◆ **Given text**:
>> begin

Do/did you have "helicopter parents" ?

Contributor: spiced spiced
I've been reading a lot about how intrusive/involved parents are in their kids lives today. My parents were stricter than most of my friends' parents, but they were still mostly hands-off. For some examples, they sent me on a 500 mile bus trip, by myself, to visit relatives when I was 12. My mom stumbled across my porn stash when I was 15 and merely asked that I hide it better. After I left for college, I usually spoke to them less than once a week for the rest of their lives. I'm curious to know what your parents are/were like.
Answers (private voting - your screen name will NOT appear in the results):
I'm under 30 and my parents are/were not involved in my day to day life much at all.
4  (7%)
I'm under 30 and my parents are/were somewhat involved in my day to day life.
20  (36%)

>> end

◆ **Information provided**:

>> begin

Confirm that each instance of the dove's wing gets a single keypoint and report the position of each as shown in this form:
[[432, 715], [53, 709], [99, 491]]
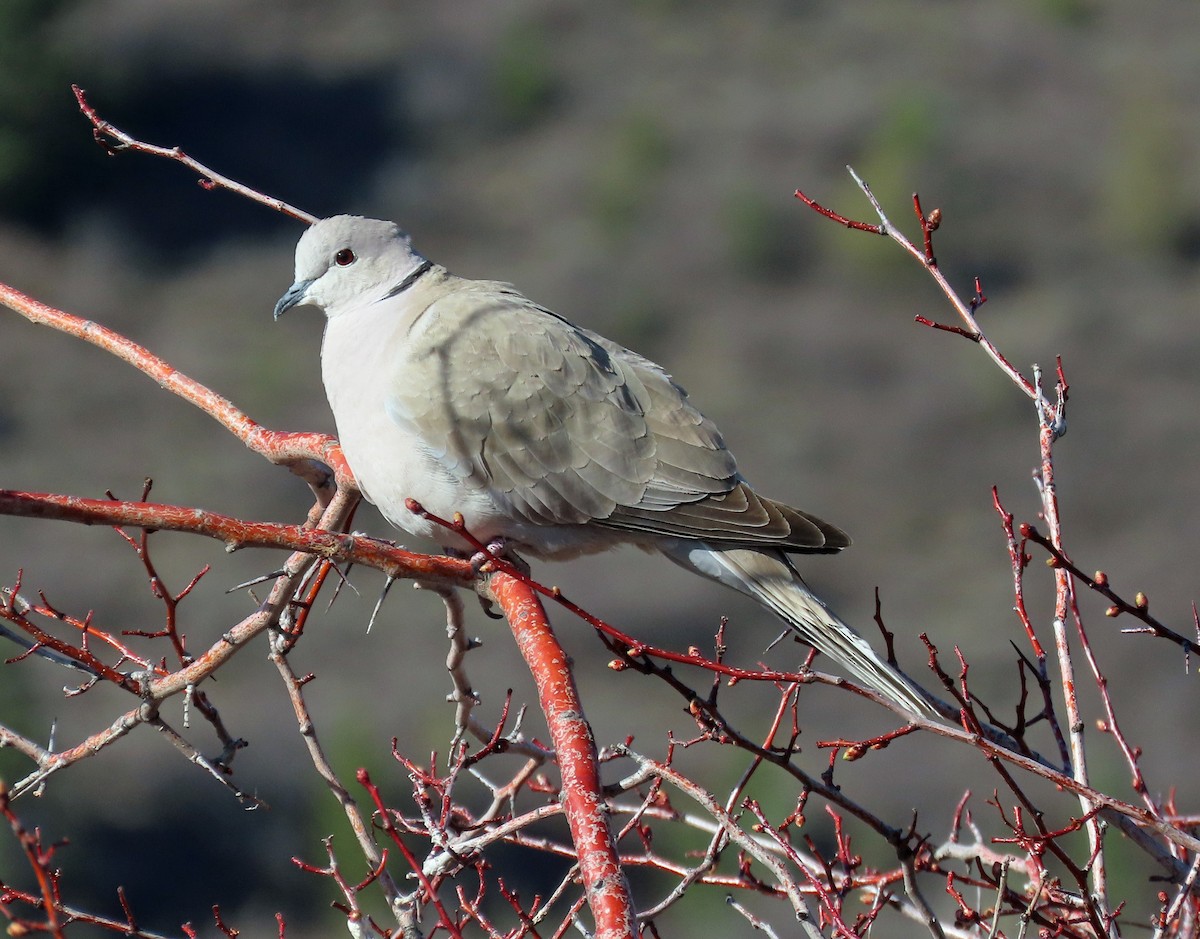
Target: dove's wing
[[571, 429]]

>> end

◆ **Problem description**:
Translate this sentence from the helicopter parents poll above into Spanish: "After I left for college, I usually spoke to them less than once a week for the rest of their lives."

◆ **Solution below**:
Después de irme a la universidad, por lo general hablaba con ellos menos de una vez por semana durante el resto de sus vidas.